__PROBLEM DESCRIPTION__:
Pictures aside, write out every record exactly as it appears.

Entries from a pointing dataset

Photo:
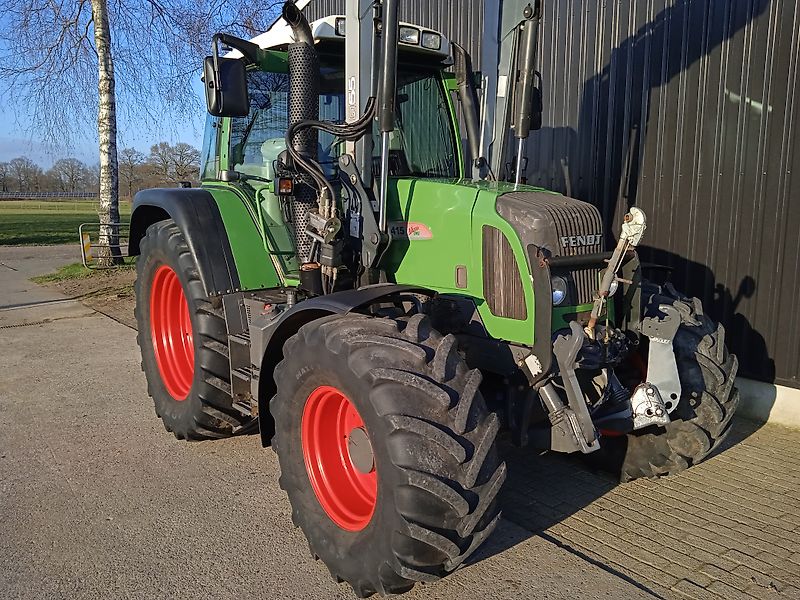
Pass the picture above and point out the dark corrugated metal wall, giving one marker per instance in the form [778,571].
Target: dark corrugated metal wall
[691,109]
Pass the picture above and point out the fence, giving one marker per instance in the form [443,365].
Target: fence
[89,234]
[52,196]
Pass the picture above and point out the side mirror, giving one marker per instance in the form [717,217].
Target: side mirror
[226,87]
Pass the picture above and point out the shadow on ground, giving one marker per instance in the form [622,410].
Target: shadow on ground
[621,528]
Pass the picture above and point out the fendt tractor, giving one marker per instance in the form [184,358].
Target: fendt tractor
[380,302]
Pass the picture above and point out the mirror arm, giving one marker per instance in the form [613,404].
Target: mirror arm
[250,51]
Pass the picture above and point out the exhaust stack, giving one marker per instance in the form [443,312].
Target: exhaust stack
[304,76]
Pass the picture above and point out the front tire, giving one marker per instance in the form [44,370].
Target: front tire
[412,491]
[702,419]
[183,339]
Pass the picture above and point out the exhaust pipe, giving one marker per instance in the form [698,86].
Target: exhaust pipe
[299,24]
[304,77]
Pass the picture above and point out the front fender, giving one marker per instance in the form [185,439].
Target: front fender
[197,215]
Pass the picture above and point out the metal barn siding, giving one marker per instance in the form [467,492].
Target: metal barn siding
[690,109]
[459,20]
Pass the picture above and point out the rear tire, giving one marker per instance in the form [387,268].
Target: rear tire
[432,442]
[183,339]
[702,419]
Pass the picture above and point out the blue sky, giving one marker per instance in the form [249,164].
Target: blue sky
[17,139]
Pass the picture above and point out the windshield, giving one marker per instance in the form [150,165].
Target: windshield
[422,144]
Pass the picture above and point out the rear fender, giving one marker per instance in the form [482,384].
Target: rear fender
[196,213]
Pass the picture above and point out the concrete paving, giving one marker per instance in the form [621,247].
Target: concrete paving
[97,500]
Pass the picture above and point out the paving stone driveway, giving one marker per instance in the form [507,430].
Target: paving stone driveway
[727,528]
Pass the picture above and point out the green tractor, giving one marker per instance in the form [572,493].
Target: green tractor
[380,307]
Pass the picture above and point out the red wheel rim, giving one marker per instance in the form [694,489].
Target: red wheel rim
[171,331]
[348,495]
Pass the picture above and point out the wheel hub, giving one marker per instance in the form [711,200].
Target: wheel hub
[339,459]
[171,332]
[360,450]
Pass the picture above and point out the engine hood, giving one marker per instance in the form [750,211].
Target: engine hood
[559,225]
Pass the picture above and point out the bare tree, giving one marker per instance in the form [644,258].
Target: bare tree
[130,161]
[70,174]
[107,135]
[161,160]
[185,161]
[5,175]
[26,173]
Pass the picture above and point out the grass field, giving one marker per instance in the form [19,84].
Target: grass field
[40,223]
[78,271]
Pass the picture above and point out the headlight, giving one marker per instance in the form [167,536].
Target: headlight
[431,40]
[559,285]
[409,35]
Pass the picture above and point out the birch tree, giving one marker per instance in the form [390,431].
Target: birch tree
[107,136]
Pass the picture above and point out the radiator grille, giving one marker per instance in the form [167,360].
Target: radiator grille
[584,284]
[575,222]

__WRITTEN REPLY__:
Photo:
Pass the picture above and point out the dark corrugated metal wall, giving one marker per instance in the form [778,571].
Target: dark corrugated metal wall
[691,109]
Pass the picture above and point out the fence, giving one marker per instance in the form [443,365].
Target: fence
[89,234]
[52,196]
Pass the picture above and point out the side mirror, giving one marker per instance in the form [717,217].
Target: side mirror
[226,87]
Pass the picture above and point out the shadow on ground, giving one marker per instance in the form [622,410].
Target: shadow on ground
[621,528]
Pass the picture above and point out the fendt tractor, giving one marker per instance in the form [184,358].
Target: fendt tractor
[380,302]
Pass the picture above and point out the mirror arm, giving one marker per instance in the form [613,404].
Target: mirror arm
[250,51]
Pass the picture above and point out the exhaust stack, giving one marker per instance in the form [443,312].
Target: exhaust stack
[304,76]
Pass the picture above and point out the front tire, giving one marker per instance in the form [44,370].
Target: front tire
[412,491]
[702,419]
[183,339]
Pass the picture above and point out the exhaust pipe, giving one marker per instance in the form [698,86].
Target: exhaust pipe
[299,24]
[304,77]
Pass the picture above and point out the front fender, giving one marker per instance in the form [185,439].
Target: front fender
[197,215]
Pass the picture above and point out the metal barn siding, giving one marker per instance in the form [467,492].
Target: metal barn siding
[690,109]
[459,20]
Pass the picture above and point out the rear tire, giving one marker per instance in the form [387,268].
Target: rear tire
[432,442]
[183,339]
[702,419]
Pass the picture above and point out the blue sky, giving one marker per instance in the form [249,164].
Target: blue sky
[17,139]
Pass the picture above and point out the windshield, giving one marker per instance in the form [150,165].
Target: windshield
[422,144]
Pass the picture above and point out the rear fender, giving one marker per instance in the form [482,384].
Target: rear fender
[196,213]
Pass the picture above and point out the concrete paving, giving one marker per instance in the form [621,247].
Target: concrete paving
[97,500]
Pass the picture above and point out the paving stone driveway, giving one marker per instance in the form [507,430].
Target: paving stone driveway
[727,528]
Pass the picture above and point out the green tractor, giving one marker per instance in the form [572,493].
Target: green tractor
[380,307]
Pass the picture above and point out the red wheel rim, giving one marker per instance in the form [694,489].
Target: red wheel rim
[171,331]
[348,495]
Pass the picture above and point out the wheel hub, giving one marker per instance in the form [711,200].
Target: wheel hub
[339,459]
[171,332]
[360,450]
Pass the picture above and point out the engine hood, giving one marker per instance in the form [750,211].
Target: engine hood
[559,225]
Pass the picture above and point out the bare tree, giving one marker per instance in the form [644,258].
Target: bare tree
[130,161]
[70,174]
[107,135]
[161,160]
[185,161]
[5,175]
[26,173]
Pass the picture above and point out the grass field, giving one marker per instance in the form [19,84].
Target: grass field
[40,223]
[78,271]
Pass the picture above and point out the headlight, giving one marker per instance in the form [167,536].
Target: headlight
[431,40]
[559,285]
[409,35]
Pass the picture above and point out the birch tree, giving one marker per instance in the form [390,431].
Target: birch tree
[107,136]
Pass the picture above and point out the radiator grille, giving one marker per instance in the form [167,360].
Target: radiator grille
[584,284]
[575,222]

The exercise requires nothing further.